▶ **Text to read**:
:::::
Sense of Place: at the Cape Breton University, Sydney, Nova Scotia

Steve Sutherland from CBC interviews Patricia Coates. photo by - Graham Iddon

Steve Sutherland from CBC interviews Patricia Coates. photo by - Graham Iddon

On March 20th at the Cape Breton University the Sense of Place exhibition officially opened with a panel discussion that included Alistair MacLeod, Nino Ricci, and Iain Baxter&.  News coverage for the Sense of Place artists talks at the Cape Breton University was filled with glowing reports on the event.  The CBC, and Cape Breton Post interviewed and reported the various events of the week.  Please see the Cape Breton Post article here.  Listen to CBC’s radio interview of Ian Baxter&, Alistair MacLeod and Nino Ricci here. Listen to CBC’s radio interview of Patricia Coates here.

The exhibit will be on display at the CBU Art Gallery until June 8th.
:::::
▶ **Given material**:
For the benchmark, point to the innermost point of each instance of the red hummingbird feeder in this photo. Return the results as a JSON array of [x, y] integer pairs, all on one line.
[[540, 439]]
:::::
▶ **Required task 1**: Based on the Sense of Place text, explain in one to three sentences how the exhibition officially opened and how long it stays up.
▶ **Required task 2**: Echo the stretch of the Sense of Place text from "Sense of Place: at" through "Patricia Coates here.", word for word.
The listing has nothing to do with what comes next.

▶ **Full output 1**: The Sense of Place exhibition officially opened on March 20th at the Cape Breton University with a panel discussion that included Alistair MacLeod, Nino Ricci, and Iain Baxter&. It will be on display at the CBU Art Gallery until June 8th.

▶ **Full output 2**:
Sense of Place: at the Cape Breton University, Sydney, Nova Scotia

Steve Sutherland from CBC interviews Patricia Coates. photo by - Graham Iddon

Steve Sutherland from CBC interviews Patricia Coates. photo by - Graham Iddon

On March 20th at the Cape Breton University the Sense of Place exhibition officially opened with a panel discussion that included Alistair MacLeod, Nino Ricci, and Iain Baxter&.  News coverage for the Sense of Place artists talks at the Cape Breton University was filled with glowing reports on the event.  The CBC, and Cape Breton Post interviewed and reported the various events of the week.  Please see the Cape Breton Post article here.  Listen to CBC’s radio interview of Ian Baxter&, Alistair MacLeod and Nino Ricci here. Listen to CBC’s radio interview of Patricia Coates here.